Apply what you read —
A – Update the passage on morphogen gradients by reproducing everything from "It is apparent" down to "source of errors.", with "reading device" changed to "detection system".
B – Write the next portion of the morphogen gradient passage, beginning after its final sentence.

Initial source of antero-posterior organization for early embryo is so called maternal gradient of morphogens. In Drosophila egg this morphogen is well-studied bicoid protein. It is known that gradients of morphogenetically active factors are used widely by organisms to co-ordinate the initial events of embryogenesis. In the modern developmental biology the system of reading of primary (maternal) gradients is called primary morphogenetic field.
Hence we need to understand the limits on how much gradients alone can specify, since this will govern the use developing organisms are able to make of them (Lacalli & Harrison, 1991, Seminars in Developmental Biology, 2, 107-117). Why is position specified in a complex combinatorial manner via cascades of the segmentation genes, while two opposite concentration gradients of peptides-morphogens appears to fulfill the same requirement in a simpler way?
It is apparent that the gradient contains positional information in an analogue form. Analogue information is less stable and hence more error-prone. The problem exists regardless of the capabilities of the reading device used to discriminate concentration difference. It is known that the genetic response, which involves the mobilization of transcriptional machinery, is a highly co-operative, non-linear phenomenon. However, the stochastic nature of molecular motion is non-eliminated source of errors.

Information shown —
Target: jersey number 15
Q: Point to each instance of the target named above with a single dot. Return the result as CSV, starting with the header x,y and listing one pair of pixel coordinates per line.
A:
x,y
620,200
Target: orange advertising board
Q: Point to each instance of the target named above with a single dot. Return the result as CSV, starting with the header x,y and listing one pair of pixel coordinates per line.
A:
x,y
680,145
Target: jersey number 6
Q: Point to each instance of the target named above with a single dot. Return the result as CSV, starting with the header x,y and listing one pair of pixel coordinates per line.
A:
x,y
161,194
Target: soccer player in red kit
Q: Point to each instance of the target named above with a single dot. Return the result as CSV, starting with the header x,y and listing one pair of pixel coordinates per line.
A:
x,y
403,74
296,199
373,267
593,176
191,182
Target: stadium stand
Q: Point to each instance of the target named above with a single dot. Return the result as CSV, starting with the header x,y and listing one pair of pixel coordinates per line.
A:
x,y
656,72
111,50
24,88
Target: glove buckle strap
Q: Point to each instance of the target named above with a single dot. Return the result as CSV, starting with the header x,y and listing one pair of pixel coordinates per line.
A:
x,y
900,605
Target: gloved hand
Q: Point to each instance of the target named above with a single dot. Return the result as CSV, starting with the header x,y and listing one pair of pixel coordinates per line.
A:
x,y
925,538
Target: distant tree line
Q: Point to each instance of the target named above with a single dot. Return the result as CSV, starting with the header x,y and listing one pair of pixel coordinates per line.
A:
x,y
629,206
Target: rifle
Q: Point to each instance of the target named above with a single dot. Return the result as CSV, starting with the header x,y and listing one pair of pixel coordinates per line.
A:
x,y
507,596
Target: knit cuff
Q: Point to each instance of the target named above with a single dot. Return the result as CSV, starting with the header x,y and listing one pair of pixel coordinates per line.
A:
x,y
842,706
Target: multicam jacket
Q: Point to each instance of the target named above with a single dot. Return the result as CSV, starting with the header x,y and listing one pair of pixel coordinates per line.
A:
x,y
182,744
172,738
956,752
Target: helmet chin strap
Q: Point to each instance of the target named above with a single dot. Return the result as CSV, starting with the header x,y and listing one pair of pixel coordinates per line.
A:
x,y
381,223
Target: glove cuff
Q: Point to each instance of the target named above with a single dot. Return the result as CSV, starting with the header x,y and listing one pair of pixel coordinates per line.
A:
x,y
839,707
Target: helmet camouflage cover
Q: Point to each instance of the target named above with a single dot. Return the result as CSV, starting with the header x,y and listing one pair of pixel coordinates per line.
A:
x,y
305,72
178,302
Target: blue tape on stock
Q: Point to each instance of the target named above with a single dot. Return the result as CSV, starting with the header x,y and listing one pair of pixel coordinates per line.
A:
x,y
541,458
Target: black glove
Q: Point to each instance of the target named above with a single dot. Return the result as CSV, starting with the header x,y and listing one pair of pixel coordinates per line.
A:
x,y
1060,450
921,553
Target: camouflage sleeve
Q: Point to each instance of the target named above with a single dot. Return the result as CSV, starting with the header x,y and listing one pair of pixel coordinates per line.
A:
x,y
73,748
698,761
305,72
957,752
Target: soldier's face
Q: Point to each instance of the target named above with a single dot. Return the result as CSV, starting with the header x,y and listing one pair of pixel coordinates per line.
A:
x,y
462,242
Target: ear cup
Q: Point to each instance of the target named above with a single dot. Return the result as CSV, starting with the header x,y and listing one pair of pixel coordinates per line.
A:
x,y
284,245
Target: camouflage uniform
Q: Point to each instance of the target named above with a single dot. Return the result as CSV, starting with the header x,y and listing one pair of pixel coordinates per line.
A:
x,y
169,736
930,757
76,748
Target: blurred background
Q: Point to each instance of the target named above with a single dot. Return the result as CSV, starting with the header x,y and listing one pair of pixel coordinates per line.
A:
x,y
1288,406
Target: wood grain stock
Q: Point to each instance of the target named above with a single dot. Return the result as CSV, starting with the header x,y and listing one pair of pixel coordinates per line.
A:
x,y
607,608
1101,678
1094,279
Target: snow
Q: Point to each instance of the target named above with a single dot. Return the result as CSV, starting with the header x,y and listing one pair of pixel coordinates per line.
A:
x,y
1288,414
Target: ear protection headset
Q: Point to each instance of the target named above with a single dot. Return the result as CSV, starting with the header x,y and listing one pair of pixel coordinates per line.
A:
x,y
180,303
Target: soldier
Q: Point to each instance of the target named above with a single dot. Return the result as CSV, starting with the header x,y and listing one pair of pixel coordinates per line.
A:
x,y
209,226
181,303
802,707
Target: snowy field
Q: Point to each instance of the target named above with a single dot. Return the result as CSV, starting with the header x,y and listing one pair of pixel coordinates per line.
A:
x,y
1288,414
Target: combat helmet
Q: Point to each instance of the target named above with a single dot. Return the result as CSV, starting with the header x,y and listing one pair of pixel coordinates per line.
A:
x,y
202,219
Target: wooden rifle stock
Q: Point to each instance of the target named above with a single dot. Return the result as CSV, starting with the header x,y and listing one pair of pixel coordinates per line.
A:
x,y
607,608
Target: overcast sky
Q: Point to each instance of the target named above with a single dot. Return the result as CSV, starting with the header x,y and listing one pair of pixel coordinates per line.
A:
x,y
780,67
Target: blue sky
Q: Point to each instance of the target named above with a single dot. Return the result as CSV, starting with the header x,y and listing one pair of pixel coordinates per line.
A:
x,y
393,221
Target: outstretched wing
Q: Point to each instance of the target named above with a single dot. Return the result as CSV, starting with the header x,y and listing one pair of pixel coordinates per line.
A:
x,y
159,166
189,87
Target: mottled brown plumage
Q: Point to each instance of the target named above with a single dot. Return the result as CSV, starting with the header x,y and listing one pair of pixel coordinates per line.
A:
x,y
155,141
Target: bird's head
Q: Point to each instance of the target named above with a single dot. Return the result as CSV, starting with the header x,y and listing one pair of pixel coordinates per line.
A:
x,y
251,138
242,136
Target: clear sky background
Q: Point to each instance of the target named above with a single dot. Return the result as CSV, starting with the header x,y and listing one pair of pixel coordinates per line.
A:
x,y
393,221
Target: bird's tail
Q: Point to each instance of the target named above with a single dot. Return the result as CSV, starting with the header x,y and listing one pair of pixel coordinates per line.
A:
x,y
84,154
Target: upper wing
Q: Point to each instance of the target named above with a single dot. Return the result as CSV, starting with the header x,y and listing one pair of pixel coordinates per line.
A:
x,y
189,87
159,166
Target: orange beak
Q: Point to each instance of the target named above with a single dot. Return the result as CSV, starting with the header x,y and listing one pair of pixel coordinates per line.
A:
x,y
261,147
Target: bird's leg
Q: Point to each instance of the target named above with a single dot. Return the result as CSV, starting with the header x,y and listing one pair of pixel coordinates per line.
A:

Answers —
A –
It is apparent that the gradient contains positional information in an analogue form. Analogue information is less stable and hence more error-prone. The problem exists regardless of the capabilities of the detection system used to discriminate concentration difference. It is known that the genetic response, which involves the mobilization of transcriptional machinery, is a highly co-operative, non-linear phenomenon. However, the stochastic nature of molecular motion is non-eliminated source of errors.

B –
Reading a series of thresholds off a single gradient has some advantages (Lacalli & Harrison, 1991). But if uncorrected, the errors accumulate with each step in the hierarchy, from primary morphogenetic gradients down to final members of segmentation gene cascade. But while each step in the control hierarchy is a potential point for increasing error, each also offers an opportunity for error reduction through interactions involving the genes of that particular hierarchical level.
For even the simplest models for gradient reading, there are strategies that provide a means of minimizing error. From the Lacalli & Harrison (1991) analysis, steep gradients are much better than shallow ones. It is thus better to use a shallow gradient to cue sharper, secondary gradients, rather than using the former directly to specify structures in detail. These conclusions are in agreement with finding of Fujioka et all (1995) that adds to the previous discoveries of embryo-length primary morphogenetic gradients, the more localized gradients of segmentation gene products, and shows that Drosophila uses the same principle again to further refine pattern information. We observe there as the primary morphogenetic field is subdivided into the secondary morphogenetic fields.
As Baumgartner and Noll (1990) wrote, if position needs to be specified more stable, it is important to convert the initial analogue positional information into a digital form. This conversion appears to be mediated by the genes from segmentation network. However, the transition from analogue positional information to a purely digital code specifying position along the antero-posterior axis does not occur in a single step. The distributions of the products of the segmentation genes along the antero-posterior axis are not rectangular but rather exhibit leading and trailing edges, indicating a re-establishing components of analogue positional information.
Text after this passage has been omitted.